### Records from an annotation dataset
# # # #
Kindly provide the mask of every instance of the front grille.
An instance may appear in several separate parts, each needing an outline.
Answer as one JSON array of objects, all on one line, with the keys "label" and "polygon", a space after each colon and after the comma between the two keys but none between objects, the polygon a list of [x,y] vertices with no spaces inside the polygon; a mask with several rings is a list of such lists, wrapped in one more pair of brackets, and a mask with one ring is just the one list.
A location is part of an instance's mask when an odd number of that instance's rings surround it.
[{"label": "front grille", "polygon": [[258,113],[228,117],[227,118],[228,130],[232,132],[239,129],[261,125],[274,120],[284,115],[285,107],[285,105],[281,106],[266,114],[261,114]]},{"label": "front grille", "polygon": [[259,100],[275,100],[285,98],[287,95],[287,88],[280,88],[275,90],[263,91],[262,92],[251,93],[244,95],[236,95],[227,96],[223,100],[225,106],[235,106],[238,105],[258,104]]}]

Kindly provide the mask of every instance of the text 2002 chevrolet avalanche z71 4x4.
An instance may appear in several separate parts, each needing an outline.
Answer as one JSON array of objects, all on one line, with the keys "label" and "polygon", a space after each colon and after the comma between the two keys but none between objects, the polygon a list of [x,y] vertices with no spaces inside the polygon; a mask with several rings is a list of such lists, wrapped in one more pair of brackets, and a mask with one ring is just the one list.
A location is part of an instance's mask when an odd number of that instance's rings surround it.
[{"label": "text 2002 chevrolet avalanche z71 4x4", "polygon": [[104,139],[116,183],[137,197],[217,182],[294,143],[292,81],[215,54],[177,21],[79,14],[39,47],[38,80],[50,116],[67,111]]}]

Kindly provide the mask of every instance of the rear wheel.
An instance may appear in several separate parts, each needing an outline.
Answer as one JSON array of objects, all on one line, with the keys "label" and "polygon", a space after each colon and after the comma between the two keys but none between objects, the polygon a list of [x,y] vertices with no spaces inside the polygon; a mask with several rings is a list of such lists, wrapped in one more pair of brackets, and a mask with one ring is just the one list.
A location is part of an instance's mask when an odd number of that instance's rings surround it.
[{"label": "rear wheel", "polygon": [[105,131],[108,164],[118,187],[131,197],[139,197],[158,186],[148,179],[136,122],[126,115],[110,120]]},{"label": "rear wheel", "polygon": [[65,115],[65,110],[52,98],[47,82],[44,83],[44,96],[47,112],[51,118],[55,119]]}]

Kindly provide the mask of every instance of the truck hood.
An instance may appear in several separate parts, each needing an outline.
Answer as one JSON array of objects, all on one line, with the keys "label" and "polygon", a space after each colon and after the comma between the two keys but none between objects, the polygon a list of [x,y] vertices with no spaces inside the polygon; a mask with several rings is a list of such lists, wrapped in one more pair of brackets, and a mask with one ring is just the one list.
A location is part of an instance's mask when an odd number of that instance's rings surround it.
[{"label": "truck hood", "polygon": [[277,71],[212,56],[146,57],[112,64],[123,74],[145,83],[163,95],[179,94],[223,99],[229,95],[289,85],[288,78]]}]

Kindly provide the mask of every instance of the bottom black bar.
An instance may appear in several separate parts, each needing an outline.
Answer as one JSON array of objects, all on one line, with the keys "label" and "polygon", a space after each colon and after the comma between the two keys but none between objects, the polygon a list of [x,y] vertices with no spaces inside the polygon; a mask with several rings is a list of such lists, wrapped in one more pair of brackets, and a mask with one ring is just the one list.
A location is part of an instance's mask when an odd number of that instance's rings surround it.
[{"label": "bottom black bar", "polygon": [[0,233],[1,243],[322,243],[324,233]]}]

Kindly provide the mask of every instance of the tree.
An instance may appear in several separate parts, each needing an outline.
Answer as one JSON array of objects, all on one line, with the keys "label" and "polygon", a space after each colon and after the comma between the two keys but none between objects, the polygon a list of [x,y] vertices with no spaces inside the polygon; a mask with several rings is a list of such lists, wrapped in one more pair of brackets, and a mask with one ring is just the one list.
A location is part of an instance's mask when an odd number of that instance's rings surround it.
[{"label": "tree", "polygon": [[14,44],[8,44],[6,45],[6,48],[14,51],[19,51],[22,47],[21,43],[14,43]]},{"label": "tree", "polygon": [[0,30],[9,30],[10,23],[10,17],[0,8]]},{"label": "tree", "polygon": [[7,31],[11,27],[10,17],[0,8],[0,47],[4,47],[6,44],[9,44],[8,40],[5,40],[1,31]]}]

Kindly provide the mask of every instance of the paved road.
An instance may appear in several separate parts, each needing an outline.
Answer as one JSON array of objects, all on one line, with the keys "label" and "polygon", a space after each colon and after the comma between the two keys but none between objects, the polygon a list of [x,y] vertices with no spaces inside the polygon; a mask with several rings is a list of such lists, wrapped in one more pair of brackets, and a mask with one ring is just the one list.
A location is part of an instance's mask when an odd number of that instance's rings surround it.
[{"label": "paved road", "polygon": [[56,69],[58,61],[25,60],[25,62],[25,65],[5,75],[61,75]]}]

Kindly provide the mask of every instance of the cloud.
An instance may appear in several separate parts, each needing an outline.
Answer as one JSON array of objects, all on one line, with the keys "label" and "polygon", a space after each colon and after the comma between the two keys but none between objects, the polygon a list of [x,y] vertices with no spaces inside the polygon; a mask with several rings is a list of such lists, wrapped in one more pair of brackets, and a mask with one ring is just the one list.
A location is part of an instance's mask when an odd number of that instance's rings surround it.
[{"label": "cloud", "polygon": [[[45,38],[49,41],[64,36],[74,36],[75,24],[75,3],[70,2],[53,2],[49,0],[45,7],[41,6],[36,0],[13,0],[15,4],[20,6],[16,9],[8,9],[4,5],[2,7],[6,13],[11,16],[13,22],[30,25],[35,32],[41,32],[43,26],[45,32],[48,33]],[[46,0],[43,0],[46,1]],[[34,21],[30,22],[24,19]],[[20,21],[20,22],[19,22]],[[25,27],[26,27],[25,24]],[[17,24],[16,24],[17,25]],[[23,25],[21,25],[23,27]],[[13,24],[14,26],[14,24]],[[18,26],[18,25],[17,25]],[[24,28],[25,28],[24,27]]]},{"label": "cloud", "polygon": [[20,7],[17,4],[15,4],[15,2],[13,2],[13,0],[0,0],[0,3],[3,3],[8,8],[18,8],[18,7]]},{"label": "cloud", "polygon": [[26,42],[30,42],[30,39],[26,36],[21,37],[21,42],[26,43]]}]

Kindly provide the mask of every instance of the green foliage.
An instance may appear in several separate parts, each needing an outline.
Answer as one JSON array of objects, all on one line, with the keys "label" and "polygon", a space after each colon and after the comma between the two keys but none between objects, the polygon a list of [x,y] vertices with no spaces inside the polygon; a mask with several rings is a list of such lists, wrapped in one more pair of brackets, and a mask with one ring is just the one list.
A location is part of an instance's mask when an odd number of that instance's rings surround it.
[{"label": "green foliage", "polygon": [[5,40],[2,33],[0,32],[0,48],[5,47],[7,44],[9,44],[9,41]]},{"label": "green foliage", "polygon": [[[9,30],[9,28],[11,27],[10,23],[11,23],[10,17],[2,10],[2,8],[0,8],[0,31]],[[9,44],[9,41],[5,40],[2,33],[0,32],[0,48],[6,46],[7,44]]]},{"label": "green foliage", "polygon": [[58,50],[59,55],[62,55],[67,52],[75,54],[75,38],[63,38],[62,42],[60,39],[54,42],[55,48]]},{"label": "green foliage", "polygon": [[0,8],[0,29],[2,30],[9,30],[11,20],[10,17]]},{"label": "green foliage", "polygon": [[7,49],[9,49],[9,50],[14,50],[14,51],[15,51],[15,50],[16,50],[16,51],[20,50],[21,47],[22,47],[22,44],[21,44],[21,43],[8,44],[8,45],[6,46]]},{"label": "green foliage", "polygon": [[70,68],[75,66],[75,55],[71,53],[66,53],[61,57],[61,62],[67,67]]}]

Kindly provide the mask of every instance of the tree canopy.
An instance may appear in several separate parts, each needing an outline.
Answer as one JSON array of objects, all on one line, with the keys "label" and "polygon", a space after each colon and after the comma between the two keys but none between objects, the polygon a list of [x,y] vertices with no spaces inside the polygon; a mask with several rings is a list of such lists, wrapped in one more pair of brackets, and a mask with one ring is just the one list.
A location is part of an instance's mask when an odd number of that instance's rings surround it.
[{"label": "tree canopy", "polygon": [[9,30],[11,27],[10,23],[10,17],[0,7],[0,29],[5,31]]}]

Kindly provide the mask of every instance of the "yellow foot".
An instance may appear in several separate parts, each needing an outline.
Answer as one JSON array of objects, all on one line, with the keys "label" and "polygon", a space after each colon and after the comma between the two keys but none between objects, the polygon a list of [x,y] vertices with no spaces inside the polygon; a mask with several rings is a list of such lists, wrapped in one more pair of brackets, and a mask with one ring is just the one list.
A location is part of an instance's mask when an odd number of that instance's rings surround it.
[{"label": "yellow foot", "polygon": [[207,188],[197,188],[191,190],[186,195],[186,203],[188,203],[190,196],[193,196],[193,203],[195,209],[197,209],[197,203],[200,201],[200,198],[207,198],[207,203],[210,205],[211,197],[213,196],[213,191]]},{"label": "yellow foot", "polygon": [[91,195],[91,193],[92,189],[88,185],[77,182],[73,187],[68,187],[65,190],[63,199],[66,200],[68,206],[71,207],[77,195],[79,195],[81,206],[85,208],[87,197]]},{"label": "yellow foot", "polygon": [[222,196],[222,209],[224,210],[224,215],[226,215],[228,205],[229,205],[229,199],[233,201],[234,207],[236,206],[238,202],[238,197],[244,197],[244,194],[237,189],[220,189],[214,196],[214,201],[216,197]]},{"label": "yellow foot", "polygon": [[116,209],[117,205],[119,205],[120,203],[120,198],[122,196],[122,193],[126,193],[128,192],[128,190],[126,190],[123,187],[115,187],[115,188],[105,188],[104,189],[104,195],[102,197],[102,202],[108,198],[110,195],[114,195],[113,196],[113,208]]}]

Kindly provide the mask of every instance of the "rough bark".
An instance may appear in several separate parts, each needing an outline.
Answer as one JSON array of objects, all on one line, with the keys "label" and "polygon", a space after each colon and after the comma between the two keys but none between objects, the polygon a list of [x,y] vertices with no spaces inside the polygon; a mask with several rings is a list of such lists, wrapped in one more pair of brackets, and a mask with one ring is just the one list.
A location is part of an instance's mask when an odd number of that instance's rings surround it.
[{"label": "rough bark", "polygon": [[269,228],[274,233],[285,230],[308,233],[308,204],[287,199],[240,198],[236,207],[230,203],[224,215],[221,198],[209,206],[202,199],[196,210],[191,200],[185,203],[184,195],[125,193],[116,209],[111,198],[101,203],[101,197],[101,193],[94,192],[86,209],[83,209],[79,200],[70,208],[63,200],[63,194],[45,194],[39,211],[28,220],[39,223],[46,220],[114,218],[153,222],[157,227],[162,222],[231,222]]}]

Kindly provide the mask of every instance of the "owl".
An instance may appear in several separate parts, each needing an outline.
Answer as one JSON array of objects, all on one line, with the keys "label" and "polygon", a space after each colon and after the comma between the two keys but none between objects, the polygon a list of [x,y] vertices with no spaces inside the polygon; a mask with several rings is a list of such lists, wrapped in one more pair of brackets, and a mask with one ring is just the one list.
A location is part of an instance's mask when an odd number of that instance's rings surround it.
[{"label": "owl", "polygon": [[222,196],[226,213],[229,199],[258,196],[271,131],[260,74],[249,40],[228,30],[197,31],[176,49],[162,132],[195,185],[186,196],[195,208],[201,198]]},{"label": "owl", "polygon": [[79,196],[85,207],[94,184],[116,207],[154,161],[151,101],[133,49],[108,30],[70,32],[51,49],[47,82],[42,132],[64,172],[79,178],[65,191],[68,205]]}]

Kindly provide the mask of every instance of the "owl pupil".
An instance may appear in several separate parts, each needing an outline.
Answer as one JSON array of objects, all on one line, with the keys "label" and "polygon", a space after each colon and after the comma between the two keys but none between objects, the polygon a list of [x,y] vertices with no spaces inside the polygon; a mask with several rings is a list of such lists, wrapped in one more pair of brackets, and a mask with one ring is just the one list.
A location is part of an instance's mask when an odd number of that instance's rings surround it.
# # # #
### The request
Count the lines in the items above that contain the word "chevrolet", matching case exactly, and give only the number.

### Task result
2